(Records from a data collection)
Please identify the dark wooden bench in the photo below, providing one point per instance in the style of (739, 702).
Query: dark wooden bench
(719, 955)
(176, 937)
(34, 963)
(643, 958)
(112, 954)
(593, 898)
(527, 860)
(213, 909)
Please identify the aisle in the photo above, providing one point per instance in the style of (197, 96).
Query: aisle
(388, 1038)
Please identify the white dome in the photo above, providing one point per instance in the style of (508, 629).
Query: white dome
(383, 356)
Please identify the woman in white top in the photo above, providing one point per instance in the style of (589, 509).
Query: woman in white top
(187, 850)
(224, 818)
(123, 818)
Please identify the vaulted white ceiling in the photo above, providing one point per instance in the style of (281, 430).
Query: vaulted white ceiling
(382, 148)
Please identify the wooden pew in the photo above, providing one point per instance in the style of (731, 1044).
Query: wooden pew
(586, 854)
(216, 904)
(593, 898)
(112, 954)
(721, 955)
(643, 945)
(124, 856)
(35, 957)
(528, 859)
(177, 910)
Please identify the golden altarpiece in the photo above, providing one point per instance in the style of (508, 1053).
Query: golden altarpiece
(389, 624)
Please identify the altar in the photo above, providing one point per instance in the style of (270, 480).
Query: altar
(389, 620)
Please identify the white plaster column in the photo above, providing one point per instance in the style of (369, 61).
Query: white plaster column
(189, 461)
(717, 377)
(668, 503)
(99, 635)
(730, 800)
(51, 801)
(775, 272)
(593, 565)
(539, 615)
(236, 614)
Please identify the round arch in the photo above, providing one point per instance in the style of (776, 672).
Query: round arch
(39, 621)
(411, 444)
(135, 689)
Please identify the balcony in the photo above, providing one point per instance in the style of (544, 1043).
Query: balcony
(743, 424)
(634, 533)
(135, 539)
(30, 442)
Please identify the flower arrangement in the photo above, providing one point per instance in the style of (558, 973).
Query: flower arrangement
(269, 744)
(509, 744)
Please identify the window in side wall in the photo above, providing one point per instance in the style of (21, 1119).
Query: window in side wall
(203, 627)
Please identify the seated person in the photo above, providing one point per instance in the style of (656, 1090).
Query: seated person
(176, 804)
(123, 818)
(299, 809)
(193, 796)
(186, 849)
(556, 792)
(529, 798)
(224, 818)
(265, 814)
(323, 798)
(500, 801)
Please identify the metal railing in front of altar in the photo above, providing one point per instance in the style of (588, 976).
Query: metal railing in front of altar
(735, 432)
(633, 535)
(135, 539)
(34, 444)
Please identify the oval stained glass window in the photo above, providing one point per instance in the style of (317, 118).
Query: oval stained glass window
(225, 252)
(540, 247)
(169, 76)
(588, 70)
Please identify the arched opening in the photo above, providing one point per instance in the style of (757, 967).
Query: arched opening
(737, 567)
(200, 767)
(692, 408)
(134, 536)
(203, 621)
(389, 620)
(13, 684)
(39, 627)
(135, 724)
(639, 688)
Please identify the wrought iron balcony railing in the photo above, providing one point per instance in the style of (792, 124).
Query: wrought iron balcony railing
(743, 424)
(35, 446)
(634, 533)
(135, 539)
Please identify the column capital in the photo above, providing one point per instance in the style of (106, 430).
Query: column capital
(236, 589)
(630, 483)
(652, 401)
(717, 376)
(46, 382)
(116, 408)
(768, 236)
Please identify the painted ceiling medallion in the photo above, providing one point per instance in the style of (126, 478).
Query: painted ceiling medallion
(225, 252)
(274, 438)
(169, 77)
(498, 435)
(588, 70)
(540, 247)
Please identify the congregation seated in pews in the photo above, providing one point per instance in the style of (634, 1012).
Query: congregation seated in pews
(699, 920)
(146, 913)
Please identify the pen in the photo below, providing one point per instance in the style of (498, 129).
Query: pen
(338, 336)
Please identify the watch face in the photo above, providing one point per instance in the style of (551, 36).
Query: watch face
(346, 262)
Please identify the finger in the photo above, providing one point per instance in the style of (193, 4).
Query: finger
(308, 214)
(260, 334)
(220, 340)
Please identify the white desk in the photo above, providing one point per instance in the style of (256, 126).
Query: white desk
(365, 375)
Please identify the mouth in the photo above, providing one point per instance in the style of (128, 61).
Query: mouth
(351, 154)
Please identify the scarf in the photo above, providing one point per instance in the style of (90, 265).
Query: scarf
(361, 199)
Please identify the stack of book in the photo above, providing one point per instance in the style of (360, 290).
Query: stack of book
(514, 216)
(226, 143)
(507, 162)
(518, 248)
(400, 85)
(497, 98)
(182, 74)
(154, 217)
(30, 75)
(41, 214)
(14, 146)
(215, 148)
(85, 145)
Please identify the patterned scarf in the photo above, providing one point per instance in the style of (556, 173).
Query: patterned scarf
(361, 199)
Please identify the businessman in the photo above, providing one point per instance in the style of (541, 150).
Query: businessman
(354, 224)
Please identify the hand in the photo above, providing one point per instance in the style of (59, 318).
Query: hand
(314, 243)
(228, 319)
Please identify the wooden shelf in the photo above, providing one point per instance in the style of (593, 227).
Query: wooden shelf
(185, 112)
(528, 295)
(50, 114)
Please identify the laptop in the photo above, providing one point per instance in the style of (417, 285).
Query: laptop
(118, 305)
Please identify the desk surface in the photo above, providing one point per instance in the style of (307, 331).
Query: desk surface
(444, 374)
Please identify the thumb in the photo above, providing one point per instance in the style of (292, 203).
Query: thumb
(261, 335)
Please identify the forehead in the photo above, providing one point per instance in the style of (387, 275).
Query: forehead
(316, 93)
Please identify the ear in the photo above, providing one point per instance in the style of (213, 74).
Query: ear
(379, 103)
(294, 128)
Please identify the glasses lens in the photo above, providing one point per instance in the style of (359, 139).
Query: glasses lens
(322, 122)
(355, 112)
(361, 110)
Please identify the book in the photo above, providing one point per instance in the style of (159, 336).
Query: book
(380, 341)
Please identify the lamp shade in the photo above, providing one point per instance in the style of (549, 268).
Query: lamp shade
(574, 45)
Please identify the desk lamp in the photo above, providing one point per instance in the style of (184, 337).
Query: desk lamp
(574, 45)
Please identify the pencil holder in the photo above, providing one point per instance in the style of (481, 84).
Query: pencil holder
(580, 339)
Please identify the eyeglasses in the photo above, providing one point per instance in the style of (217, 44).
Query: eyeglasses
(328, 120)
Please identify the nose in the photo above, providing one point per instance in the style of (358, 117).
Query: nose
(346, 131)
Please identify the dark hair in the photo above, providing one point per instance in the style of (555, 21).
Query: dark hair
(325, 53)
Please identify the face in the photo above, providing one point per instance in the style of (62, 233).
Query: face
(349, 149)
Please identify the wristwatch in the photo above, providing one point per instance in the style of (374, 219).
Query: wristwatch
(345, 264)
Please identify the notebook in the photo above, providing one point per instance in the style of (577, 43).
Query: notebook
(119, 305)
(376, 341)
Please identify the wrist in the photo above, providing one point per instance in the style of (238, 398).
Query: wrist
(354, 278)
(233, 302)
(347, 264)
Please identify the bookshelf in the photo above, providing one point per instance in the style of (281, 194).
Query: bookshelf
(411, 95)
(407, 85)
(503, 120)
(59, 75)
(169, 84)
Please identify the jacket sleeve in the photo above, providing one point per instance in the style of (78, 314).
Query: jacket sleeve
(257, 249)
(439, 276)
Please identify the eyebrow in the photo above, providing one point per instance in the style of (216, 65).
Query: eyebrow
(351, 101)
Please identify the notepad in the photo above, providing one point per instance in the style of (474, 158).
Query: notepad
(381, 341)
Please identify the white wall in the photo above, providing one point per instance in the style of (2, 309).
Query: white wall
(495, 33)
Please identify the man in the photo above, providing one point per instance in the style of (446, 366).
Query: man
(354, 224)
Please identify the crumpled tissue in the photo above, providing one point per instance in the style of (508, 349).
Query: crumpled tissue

| Problem description |
Rescale everything from the line containing "Please identify the face" down to the end of the records, writing every line out again with each answer coordinate multiplied by 1.3 and rounded to a whole number, halves rounded up. Leave all other text, including the sample points after "in the style of", unchanged.

| Output for this exercise |
Please identify the face in the photo above, providing one point per instance in the style of (62, 233).
Query: face
(454, 194)
Please identify the wristwatch in the photo above, providing one point per instance in the style of (374, 219).
Query: wristwatch
(449, 343)
Please identify the notebook in the photo above, providing one point per instance in the style of (577, 43).
Query: notebook
(155, 397)
(489, 443)
Please identify the wrist in the photo above, providing one point per instance in the style of (238, 398).
Query: wrist
(460, 361)
(303, 393)
(451, 343)
Please identify the bookshelf in the photo above, providing one point per instance in the style of (281, 194).
Query: bookshelf
(534, 124)
(529, 111)
(654, 156)
(77, 98)
(220, 109)
Please identify the jacket sleeve in the photo above, providing one point per instance in the style of (78, 314).
Query: jacket sleeve
(334, 324)
(571, 359)
Please identify the eyebrow in the photo above, providing one point per instance in the style of (216, 65).
Query: eyebrow
(456, 131)
Please identify the notepad in the photo above, providing one point per instance in the style of (474, 158).
Query: notepad
(495, 443)
Please identify the white wall in the photo above, providing one point per instance in the style of (2, 309).
Query: white wall
(644, 43)
Please identify the man in the photo above, providing one point per instance in the style of (446, 366).
Query: man
(460, 291)
Please identify the crumpled tissue in the photo above, providing one point per instance in the style of (508, 349).
Query: crumpled tissue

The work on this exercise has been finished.